## Exercise passage:
[Start of section]

Perceived health status

Participants reported on several aspects of perceived health status that have been identified as risk factors for health behaviours and chronic disease [16, 33]. Two items were used to assess risk perception in relation to physical activity and body weight, consistent with previous research [16]. The items are “I believe that I am doing enough exercise/physical activity to achieve health benefits” and “I believe that my current body weight is a risk to my health.” Responses were measured on a five-point Likert type scale from strongly agree to strongly disagree [16]. The self-rated health item from the Healthy Days Module of the Behavioral Risk Factor Surveillance Survey (BRFSS) was used to assess self-rated health, and response options were excellent, very good, good, fair or poor [34].

Weight

All participants self-reported current height (cm), weight (kg), and waist circumference (cm) during the online survey. For those individuals selected for in-person assessments, these measures are also measured by project staff. During in-person assessments, participant height to the nearest 0.1 cm (PE087, Mentone Educational, Victoria, Australia), weight to the nearest 0.1 kg (Tanita BF-681, Tanita Corp., Tokyo, Japan) and waist circumference to the nearest 0.1 cm (Lufkin Executive W606PM) are measured at each assessment point, in triplicate. Participants are asked to wear light clothing and to remove shoes prior to the assessment. Waist circumference is measured horizontally at the umbilicus, after normal expiration, by a trained research assistant.

Activity related behaviours

Physical activity was assessed in all participants using the Active Australia Questionnaire, which assesses the frequency and duration of transport and recreational walking, moderate and vigorous intensity physical activity [35]. The Active Australia Questionnaire has demonstrated acceptable levels of test re-test reliability and validity in the Australian adult population, and has been identified as a useful measure to detect intervention-related change in physical activity behaviours [3639]. Participants (n=91) who selected to attend in-person measurement sessions were fitted with an ActiGraph GT3X (ActiGraph, Pensacola, FL) accelerometer to provide objective measures of activity behaviours over a five-day period. Participants were instructed to wear the ActiGraph, mounted on an elastic belt around the waist with the unit positioned over the right hip during all waking, non-contact activities (thus excluding activities like rugby league or rugby union) and non-water-based activities. The ActiGraph monitors were set to record steps, inclination, and acceleration counts in tri-axial mode, using a 10-second epoch. Accelerometer data was analysed using the MeterPlus program [40] in 10 second epochs using previously reported cut-points for sedentary, light and moderate-to-vigorous intensity physical activity [41]. Non wear time was assessed using a minimum of 60 minutes of consecutive zero counts allowing up to a 2 minute tolerance of non-zero counts. A minimum of 10 hours per day of wear time on at least four days was required to be included in analysis.

[End of section]

## Data section:
[Start of section]

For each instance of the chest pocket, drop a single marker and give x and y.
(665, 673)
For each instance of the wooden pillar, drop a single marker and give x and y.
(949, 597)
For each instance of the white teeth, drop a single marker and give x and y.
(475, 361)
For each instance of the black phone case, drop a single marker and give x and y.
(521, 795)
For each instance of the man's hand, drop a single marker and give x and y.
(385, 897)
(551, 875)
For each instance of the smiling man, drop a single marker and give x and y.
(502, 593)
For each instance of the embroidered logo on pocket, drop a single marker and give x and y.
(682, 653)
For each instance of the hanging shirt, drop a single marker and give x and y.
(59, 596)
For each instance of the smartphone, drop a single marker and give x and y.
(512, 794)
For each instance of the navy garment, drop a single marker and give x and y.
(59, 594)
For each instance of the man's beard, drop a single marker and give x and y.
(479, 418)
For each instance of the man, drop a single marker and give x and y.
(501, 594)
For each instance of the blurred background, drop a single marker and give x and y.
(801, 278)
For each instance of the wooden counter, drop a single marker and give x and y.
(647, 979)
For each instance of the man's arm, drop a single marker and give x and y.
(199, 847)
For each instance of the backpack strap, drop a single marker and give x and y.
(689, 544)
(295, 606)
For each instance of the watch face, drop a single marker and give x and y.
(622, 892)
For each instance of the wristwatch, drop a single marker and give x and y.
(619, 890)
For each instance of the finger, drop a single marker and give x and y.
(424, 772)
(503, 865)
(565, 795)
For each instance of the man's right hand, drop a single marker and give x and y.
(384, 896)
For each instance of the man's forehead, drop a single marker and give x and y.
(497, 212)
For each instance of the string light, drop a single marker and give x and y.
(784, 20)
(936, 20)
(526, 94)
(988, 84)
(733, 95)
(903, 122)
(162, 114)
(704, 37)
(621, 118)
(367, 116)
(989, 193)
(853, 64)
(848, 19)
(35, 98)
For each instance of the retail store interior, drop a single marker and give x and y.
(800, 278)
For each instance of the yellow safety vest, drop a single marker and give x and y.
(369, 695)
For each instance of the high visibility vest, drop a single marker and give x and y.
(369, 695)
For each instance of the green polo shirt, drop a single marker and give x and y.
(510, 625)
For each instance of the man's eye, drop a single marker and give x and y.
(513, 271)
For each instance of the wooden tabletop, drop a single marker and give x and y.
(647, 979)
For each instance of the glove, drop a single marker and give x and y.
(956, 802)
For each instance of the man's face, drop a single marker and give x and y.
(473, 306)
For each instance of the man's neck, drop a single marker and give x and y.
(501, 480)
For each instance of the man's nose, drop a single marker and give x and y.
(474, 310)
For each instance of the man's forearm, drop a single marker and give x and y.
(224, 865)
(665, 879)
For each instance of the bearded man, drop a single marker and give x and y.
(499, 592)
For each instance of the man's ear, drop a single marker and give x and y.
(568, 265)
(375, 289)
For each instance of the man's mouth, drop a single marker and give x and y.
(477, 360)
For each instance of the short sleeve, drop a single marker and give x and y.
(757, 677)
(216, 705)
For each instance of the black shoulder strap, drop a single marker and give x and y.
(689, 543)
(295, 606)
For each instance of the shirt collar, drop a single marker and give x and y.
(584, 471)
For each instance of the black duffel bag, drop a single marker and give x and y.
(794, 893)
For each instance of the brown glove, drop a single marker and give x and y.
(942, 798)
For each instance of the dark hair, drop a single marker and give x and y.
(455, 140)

[End of section]
[Start of section]

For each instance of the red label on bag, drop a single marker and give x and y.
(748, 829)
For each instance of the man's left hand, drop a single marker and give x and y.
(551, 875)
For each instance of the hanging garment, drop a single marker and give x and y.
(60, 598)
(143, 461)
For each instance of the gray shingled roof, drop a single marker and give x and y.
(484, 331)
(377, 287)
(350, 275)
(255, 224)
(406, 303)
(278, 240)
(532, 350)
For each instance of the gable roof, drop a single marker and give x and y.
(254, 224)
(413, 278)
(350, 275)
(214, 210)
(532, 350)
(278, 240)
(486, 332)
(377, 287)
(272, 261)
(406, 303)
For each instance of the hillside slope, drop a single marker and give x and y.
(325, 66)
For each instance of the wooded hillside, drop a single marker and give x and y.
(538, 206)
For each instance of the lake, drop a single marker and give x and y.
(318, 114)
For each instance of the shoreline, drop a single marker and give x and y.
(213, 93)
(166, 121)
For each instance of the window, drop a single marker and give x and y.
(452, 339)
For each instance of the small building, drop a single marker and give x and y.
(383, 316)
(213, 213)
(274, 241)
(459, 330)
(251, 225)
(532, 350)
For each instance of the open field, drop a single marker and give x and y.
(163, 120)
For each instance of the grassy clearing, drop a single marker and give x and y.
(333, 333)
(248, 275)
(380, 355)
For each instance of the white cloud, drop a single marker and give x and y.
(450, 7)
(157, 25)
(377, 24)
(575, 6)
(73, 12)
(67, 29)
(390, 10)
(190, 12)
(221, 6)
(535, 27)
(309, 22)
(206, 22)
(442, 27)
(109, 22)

[End of section]

## Exercise instructions:
In the passage about health measures, where on the body is waist circumference measured? The records aren't needed here.

## Answer box:
Horizontally at the umbilicus, after normal expiration.